▶ Estratto:
Secondo recenti stime, nei Paesi Occidentali, intereserebbe il 2-3% di tutti i soggetti che manifestano i sintomi di un infarto. Nel 90% dei casi si tratta di donne di età compresa tra i 58 e i 75 anni. Nota anche con il nome di sindrome del cuore infranto, la sindrome di Takotsubo è una sofferenza, generalmente temporanea, del cuore che richiama la sintomatologia dell'infarto e che è scatenata da una situazione emotiva o stressante molto intensa. A descrivere il disturbo, nei primi anni '90 del Novecento, alcuni ricercatori originari del Giappone. 'Takotsubo', infatti, è una parola giapponese che fa riferimento a una specie di cestello usato dai pescatori per catturare i polpi. Come quest'ultimo, infatti, appare il ventricolo sinistro del paziente durante le indagini ecocardiografiche. La patologia è un esempio di cardiomiopatia non ischemica.

▶ Dati forniti:
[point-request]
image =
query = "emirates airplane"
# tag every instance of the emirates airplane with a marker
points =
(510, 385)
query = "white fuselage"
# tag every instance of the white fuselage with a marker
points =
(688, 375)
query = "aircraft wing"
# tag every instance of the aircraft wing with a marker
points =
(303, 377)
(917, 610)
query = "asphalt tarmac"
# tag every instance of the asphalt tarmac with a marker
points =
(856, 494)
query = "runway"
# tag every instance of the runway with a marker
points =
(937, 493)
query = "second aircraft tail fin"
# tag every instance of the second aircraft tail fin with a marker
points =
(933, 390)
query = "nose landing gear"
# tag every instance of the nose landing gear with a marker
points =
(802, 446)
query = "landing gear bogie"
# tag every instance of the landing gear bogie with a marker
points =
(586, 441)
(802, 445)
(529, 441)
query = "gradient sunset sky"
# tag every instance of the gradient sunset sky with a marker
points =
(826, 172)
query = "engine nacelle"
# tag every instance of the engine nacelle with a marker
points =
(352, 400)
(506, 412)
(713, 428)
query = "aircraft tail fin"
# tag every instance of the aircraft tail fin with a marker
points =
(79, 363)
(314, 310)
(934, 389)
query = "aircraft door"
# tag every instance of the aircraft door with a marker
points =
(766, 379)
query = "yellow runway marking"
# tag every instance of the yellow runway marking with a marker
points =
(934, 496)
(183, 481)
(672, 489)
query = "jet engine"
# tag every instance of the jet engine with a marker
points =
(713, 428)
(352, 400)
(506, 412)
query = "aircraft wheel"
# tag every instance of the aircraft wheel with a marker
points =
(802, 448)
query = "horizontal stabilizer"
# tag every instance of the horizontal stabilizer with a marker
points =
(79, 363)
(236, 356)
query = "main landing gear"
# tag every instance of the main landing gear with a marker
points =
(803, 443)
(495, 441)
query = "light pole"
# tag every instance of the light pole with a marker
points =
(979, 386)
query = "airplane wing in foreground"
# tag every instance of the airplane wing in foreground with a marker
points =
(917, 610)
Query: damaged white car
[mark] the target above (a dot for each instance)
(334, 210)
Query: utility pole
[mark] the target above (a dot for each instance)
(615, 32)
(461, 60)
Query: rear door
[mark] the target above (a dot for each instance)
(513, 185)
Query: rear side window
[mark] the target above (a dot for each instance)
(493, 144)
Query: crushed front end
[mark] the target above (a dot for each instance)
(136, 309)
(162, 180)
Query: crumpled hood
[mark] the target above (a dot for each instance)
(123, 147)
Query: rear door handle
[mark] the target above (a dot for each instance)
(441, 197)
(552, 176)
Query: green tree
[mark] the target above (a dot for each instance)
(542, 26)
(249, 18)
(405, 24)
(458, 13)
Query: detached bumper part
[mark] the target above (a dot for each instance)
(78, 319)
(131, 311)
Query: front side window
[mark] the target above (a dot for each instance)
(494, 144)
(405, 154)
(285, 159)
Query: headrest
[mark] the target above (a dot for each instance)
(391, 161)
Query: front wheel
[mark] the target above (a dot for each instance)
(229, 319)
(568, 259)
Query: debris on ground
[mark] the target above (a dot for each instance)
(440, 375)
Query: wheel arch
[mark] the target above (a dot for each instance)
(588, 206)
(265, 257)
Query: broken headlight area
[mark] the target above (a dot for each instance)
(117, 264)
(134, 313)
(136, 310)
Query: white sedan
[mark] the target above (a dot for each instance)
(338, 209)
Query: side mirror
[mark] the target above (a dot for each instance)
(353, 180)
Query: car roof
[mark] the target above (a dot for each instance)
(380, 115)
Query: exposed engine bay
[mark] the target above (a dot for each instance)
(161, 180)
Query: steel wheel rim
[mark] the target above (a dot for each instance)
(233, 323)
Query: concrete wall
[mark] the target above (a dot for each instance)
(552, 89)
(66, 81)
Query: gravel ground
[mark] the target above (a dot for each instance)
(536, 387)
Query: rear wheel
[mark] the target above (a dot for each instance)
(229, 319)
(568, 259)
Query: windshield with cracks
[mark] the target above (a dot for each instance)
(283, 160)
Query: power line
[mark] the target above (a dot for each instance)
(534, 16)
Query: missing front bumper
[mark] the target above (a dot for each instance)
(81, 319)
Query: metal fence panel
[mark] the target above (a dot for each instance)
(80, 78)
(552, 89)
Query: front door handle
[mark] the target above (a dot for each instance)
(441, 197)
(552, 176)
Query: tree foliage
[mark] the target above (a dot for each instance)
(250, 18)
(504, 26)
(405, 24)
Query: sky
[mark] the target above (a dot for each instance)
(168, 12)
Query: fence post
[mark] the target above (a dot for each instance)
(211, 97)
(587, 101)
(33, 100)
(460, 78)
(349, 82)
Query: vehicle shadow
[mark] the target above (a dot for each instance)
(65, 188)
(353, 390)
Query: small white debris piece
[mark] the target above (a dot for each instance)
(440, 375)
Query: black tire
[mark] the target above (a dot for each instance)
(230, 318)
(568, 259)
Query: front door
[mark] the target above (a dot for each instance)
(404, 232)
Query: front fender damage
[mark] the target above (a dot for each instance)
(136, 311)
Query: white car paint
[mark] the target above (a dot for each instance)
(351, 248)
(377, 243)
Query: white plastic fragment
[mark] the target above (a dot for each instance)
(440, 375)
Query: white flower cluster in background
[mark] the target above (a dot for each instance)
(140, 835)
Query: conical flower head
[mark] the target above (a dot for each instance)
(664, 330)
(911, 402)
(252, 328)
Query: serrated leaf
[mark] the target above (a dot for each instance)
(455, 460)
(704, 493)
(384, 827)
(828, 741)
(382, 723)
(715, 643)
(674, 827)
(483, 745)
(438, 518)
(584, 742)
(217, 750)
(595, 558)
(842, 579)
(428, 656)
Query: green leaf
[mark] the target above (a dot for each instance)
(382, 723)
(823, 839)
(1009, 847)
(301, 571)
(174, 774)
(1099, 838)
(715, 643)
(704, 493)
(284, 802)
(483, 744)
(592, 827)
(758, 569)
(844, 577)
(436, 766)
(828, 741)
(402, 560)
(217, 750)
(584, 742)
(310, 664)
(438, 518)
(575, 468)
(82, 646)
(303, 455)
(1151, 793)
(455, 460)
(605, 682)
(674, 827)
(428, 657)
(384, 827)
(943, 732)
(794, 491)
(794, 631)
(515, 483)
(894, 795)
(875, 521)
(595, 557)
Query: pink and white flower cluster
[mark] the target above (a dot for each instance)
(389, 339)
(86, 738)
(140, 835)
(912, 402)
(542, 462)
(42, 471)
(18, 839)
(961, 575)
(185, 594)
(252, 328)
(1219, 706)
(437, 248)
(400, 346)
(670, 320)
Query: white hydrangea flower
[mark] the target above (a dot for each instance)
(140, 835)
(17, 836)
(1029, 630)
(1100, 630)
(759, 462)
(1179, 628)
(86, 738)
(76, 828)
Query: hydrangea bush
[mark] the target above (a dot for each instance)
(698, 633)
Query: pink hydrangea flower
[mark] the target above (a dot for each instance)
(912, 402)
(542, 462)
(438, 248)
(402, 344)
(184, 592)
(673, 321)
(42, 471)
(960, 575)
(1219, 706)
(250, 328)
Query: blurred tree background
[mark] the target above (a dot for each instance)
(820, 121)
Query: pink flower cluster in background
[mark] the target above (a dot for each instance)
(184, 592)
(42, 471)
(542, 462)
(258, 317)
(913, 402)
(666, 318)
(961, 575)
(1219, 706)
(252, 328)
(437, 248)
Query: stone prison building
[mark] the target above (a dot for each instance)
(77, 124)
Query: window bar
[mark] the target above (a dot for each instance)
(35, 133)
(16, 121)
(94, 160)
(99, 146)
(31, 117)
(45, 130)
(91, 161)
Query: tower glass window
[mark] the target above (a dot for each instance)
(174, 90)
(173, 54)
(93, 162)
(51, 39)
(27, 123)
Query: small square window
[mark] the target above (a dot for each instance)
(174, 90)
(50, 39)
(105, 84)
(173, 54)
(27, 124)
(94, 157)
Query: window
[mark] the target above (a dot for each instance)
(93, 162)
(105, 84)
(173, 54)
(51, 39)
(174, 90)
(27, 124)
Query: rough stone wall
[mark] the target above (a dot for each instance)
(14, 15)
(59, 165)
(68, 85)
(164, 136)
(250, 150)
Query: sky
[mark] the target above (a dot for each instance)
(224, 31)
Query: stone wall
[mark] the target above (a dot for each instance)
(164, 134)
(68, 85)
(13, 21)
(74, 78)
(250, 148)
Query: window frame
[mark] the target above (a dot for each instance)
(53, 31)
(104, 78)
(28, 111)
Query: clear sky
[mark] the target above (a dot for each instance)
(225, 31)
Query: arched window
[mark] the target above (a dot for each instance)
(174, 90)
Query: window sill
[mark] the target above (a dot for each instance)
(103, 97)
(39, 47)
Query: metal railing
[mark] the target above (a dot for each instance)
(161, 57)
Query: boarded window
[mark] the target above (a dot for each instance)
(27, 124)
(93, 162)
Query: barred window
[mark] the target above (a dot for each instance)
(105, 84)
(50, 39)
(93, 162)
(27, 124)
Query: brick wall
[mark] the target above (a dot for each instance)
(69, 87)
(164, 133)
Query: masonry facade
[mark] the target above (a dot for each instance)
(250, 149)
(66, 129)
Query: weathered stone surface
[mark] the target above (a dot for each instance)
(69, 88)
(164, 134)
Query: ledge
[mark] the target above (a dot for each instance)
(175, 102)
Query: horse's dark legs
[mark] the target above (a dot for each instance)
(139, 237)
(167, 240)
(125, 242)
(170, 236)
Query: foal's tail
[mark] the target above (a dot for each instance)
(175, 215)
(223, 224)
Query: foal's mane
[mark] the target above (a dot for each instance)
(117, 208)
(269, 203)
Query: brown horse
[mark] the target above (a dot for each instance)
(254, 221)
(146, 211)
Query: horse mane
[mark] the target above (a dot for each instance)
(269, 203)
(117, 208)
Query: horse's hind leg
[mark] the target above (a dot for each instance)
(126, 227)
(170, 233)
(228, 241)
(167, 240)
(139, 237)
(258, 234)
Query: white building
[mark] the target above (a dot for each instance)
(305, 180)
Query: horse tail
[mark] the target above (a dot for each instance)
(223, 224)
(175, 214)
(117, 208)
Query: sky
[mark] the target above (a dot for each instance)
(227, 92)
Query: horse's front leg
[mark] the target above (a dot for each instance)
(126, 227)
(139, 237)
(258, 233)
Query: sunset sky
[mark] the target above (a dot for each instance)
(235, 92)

▶ Compiti richiesti:
1. Rispondi a queste domande sul testo sulla sindrome di Takotsubo:
(a) Chi sono i pazienti nel 90% dei casi?
(b) Quando è stato descritto il disturbo, e da chi?
(c) A che cosa si riferisce la parola giapponese "Takotsubo"?
2. Sostituisci "cestello" con "contenitore" nel passo del testo sulla sindrome di Takotsubo che si apre con le parole "Secondo recenti stime, nei" e si chiude con "cardiomiopatia non ischemica.". Riporta il passo modificato.
3. Riprendi il testo sulla sindrome di Takotsubo da dove si interrompe e proseguilo.

▶ Risposte per compito:
1.
(a) Donne di età compresa tra i 58 e i 75 anni.
(b) Nei primi anni '90 del Novecento, da alcuni ricercatori originari del Giappone.
(c) A una specie di cestello che i pescatori usano per catturare i polpi.

2.
Secondo recenti stime, nei Paesi Occidentali, intereserebbe il 2-3% di tutti i soggetti che manifestano i sintomi di un infarto. Nel 90% dei casi si tratta di donne di età compresa tra i 58 e i 75 anni. Nota anche con il nome di sindrome del cuore infranto, la sindrome di Takotsubo è una sofferenza, generalmente temporanea, del cuore che richiama la sintomatologia dell'infarto e che è scatenata da una situazione emotiva o stressante molto intensa. A descrivere il disturbo, nei primi anni '90 del Novecento, alcuni ricercatori originari del Giappone. 'Takotsubo', infatti, è una parola giapponese che fa riferimento a una specie di contenitore usato dai pescatori per catturare i polpi. Come quest'ultimo, infatti, appare il ventricolo sinistro del paziente durante le indagini ecocardiografiche. La patologia è un esempio di cardiomiopatia non ischemica.

3.
La causa precisa della sindrome di Takotsubo non è ancora nota, tuttavia, come già accennato, essa sembrerebbe essere l'esito di un evento particolarmente stressante o di una forte emozione. Situazioni del genere provocano un ingente rilascio di adrenalina e noradrenalina. Questa cascata ormonale, in individui predisposti, altera la funzione di pompa del sangue del ventricolo sinistro del cuore. È stato osservato che i principali triggers della cardiomiopatia da stress includono: morte di una persona cara, separazione o divorzio, diagnosi di una malattia grave, violenza domestica, perdita del lavoro. Ancora problemi finanziari, discorsi in pubblico, feste a sorpresa, stress fisici (attacchi d'asma, interventi di chirurgia maggiore, fratture ossee). Da non sottovalutare l'assunzione di alcuni farmaci (epinefrina, levotiroxina, duloxetina, venlafaxina) il cui effetto è quello di elevare i livelli di adrenalina e/o noradrenalina.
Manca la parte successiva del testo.